▸ Série d'exercices
A: Recopiez le passage sur le don du sang entre « L’Inter-LGBT rappelle que » et « et des bis. », ces mots compris.
B: Poursuivez le passage sur le don du sang à la suite de sa dernière phrase.

▸ Passage fourni

L’épidémie du VIH demeurant à un rythme élevé chez les gays, les bis et autres HSH (hommes ayant des relations sexuelles avec des hommes) est la raison invoquée par les autorités sanitaires pour ces critères spécifiques. C’est faire fi de la diversité des comportements sexuels, de leurs fréquences, des situations amenant à des risques de contamination au VIH et aux hépatites et de l’utilisation d’outils de protection contre ces IST. C’est pourtant ce que l’étude COMPLIDON a permis de mettre en avant concernant les comportements des donneurs, notamment homos et bis.

L’Inter-LGBT rappelle que tout rapport sexuel entre hommes n’est pas une source de risque pour un potentiel don, contrairement à ce que sous-entendent ces critères ne définissant pas ce qu’est un rapport à risque. Nous dénonçons également la poursuite d’une posture sérophobe étatique organisée, en maintenant l’interdiction des partenaires de personnes séropositives au VIH, d’autant plus quand la charge virale est indétectable, si elles et ils n’ont pas été abstinent·e·s sexuellement durant les 4 derniers mois précédant le don. Ces deux critères d’exclusion au don du sang envoient des messages contreproductifs en termes de prévention contre le sida et les IST et de stigmatisation des personnes gays et des bis.

▸ Extrait de données

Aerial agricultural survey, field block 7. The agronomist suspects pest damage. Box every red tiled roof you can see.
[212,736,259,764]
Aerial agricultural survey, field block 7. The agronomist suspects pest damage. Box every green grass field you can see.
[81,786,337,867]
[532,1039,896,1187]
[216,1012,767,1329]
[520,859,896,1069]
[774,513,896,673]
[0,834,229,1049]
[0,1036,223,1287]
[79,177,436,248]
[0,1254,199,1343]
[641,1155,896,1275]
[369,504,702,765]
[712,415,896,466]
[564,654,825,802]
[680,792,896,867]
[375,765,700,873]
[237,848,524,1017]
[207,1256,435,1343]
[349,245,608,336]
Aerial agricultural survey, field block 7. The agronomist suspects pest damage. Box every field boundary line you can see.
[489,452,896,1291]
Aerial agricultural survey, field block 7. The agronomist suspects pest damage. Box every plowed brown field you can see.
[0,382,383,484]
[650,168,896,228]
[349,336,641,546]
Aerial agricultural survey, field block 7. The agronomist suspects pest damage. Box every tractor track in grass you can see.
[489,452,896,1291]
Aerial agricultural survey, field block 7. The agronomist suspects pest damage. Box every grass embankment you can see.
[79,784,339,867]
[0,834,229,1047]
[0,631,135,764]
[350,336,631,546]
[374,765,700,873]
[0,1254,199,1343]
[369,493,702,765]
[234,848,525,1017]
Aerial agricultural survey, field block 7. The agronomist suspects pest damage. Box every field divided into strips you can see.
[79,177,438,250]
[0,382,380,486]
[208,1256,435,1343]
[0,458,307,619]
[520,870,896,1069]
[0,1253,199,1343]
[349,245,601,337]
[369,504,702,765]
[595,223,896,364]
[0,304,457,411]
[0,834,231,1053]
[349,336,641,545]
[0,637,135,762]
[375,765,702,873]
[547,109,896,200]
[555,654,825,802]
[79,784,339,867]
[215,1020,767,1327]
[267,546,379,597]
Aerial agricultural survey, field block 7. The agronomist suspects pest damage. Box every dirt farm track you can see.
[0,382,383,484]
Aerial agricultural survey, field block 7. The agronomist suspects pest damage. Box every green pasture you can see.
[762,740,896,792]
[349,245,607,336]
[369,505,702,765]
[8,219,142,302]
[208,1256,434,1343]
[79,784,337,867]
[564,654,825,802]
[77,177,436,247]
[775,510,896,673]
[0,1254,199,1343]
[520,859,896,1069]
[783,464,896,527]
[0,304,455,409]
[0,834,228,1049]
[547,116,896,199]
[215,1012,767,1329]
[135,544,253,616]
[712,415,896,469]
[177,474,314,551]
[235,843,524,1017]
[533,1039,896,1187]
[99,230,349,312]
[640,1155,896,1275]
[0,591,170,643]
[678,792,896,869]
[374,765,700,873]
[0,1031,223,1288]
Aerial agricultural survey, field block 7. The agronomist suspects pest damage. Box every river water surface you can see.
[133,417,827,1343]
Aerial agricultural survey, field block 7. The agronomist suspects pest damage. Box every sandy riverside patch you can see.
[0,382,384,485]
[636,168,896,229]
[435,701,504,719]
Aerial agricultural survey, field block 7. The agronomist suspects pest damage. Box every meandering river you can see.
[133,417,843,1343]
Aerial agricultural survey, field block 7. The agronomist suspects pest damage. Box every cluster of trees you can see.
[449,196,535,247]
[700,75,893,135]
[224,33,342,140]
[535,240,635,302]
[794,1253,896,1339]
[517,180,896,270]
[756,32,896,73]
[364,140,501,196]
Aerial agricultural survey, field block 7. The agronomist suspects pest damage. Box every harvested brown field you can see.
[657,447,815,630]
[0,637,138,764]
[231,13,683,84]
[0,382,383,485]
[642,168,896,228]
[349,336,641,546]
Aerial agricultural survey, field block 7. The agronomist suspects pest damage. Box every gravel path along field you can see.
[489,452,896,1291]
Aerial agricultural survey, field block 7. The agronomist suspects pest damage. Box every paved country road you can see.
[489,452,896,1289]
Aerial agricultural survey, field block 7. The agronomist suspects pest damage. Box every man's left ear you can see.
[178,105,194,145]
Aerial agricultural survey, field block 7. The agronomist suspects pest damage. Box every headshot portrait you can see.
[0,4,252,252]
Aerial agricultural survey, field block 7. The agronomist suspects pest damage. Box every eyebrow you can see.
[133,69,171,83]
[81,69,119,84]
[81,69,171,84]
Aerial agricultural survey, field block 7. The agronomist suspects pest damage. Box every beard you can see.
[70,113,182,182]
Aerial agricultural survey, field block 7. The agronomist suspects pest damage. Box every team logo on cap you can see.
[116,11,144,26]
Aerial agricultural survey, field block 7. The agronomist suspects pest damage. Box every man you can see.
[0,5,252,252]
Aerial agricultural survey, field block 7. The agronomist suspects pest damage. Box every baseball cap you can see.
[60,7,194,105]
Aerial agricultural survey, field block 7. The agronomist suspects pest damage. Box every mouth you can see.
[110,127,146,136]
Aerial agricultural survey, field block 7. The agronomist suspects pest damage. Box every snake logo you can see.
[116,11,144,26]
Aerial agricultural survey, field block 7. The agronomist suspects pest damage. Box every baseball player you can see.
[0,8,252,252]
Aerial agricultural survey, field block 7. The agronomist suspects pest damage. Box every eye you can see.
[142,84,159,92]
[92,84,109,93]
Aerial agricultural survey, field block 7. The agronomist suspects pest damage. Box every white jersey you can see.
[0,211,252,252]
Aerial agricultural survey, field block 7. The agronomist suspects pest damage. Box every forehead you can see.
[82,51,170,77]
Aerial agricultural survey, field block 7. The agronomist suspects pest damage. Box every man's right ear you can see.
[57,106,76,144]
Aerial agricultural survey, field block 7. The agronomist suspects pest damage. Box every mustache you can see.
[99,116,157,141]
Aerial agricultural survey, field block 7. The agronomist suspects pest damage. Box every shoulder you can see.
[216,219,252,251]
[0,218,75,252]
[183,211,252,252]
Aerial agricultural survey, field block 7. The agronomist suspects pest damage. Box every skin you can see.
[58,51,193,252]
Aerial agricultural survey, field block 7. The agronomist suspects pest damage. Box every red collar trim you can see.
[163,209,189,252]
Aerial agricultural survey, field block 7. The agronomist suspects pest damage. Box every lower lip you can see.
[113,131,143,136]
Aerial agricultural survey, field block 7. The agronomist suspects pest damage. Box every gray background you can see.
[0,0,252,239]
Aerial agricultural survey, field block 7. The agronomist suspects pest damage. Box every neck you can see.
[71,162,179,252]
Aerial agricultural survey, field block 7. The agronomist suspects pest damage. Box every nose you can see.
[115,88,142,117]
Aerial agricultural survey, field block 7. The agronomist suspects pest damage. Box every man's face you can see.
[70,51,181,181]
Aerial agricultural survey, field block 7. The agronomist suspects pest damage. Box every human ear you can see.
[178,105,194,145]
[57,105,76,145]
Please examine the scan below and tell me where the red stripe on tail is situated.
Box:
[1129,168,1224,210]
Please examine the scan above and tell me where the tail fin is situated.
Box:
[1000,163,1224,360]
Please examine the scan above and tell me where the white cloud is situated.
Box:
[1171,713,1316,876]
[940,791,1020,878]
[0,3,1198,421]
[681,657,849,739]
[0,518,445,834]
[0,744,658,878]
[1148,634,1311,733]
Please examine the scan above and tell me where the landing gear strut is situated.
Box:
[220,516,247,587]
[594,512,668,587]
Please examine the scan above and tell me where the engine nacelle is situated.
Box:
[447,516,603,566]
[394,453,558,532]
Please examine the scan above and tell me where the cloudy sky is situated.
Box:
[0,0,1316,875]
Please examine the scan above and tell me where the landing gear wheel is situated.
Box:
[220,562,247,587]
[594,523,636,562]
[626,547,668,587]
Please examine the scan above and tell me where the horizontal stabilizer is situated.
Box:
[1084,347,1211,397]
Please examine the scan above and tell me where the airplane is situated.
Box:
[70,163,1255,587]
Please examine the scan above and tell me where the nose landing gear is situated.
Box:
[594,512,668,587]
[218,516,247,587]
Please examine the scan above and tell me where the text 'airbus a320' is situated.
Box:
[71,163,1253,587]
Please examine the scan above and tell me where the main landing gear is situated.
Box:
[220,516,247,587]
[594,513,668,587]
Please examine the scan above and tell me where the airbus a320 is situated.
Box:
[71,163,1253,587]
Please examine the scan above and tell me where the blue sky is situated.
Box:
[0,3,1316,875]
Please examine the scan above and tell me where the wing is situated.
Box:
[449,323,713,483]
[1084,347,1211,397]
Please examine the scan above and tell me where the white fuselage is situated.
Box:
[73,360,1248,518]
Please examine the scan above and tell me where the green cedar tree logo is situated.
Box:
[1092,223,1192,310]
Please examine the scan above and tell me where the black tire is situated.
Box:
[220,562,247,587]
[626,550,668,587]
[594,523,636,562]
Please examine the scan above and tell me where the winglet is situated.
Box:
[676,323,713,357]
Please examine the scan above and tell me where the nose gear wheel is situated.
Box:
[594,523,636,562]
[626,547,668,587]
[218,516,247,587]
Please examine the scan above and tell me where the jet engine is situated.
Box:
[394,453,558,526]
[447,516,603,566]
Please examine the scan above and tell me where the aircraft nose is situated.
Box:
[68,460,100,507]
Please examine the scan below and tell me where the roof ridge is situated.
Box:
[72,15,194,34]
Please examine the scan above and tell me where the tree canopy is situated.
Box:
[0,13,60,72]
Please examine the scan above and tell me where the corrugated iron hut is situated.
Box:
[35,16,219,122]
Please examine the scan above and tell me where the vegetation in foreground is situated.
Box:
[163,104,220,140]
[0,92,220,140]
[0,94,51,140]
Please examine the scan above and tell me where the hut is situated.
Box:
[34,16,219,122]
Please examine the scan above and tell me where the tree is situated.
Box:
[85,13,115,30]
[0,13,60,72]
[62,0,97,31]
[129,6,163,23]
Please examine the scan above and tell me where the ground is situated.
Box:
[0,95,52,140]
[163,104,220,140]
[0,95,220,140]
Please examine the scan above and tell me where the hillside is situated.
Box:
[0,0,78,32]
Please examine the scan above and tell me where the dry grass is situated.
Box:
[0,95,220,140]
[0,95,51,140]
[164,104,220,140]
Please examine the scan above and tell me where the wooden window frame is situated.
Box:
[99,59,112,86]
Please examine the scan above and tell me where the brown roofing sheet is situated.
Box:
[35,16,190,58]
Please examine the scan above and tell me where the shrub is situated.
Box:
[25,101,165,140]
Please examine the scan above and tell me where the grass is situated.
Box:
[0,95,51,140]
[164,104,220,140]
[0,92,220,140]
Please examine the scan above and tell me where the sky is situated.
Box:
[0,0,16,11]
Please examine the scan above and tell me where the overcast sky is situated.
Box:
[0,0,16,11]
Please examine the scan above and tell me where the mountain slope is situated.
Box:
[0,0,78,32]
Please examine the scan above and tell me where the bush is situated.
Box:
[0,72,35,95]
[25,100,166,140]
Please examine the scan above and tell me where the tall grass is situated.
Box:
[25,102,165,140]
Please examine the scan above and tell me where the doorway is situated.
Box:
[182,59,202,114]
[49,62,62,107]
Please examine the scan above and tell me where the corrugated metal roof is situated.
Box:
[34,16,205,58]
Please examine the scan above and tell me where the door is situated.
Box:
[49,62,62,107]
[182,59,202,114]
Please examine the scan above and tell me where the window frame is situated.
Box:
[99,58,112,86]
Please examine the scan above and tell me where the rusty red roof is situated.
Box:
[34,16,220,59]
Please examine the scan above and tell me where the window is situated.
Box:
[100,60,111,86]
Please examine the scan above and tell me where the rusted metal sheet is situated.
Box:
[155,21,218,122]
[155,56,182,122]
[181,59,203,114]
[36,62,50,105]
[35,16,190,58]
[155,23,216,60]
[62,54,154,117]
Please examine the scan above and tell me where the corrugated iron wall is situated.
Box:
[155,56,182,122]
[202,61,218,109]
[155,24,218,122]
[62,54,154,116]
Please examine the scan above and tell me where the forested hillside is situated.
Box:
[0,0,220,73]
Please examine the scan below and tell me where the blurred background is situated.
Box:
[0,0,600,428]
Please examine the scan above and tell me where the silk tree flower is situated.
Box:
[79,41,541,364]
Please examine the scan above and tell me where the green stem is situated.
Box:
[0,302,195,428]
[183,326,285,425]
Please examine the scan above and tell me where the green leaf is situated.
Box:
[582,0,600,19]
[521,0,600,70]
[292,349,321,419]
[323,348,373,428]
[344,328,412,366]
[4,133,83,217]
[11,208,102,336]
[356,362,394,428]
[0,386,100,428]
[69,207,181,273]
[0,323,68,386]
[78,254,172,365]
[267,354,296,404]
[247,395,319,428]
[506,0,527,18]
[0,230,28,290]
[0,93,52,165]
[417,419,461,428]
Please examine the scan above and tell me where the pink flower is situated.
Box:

▸ Résultats attendus
A:
L’Inter-LGBT rappelle que tout rapport sexuel entre hommes n’est pas une source de risque pour un potentiel don, contrairement à ce que sous-entendent ces critères ne définissant pas ce qu’est un rapport à risque. Nous dénonçons également la poursuite d’une posture sérophobe étatique organisée, en maintenant l’interdiction des partenaires de personnes séropositives au VIH, d’autant plus quand la charge virale est indétectable, si elles et ils n’ont pas été abstinent·e·s sexuellement durant les 4 derniers mois précédant le don. Ces deux critères d’exclusion au don du sang envoient des messages contreproductifs en termes de prévention contre le sida et les IST et de stigmatisation des personnes gays et des bis.

B:
Le débats lors des réunions du comité de suivi à également pointé l’influence d’une période d’abstinence trop strict, non réaliste et non viable sur la durée, poussant les personnes concernées à ne pas respecter ce critère. L’égalité de traitement entre tou·te·s assurerait un meilleur respect de ces critères, des comportements préventifs adéquats et des réponses au questionnaire pré-don reflétant la réalité, cela au bénéfice de la sécurité du don pour les receveur·se·s.

Enfin, la Ministre des Solidarités et de la Santé s’est prononcée à l’Assemblée Nationale au sujet du renforcement de l’information aux donneur·se·s, en amont du don, mesure étonnamment absente de son communiqué de presse du 17 juillet 2019 [1]. Elle s’appuie sur le projet INNOVADON 2020 que veut lancer l’EFS. C’était une de nos réclamations destinée à faire rentrer le donneur dans une dynamique de prise en compte de sa santé globale et d’adoption de comportements préventifs ; nous serons soucieux·ses de son contenu et de sa mise en œuvre effective, déjà échaudé·e·s par l’absence de communication lors des précédents changements de critères et des réunions à ce sujet qui n’ont débouché sur rien.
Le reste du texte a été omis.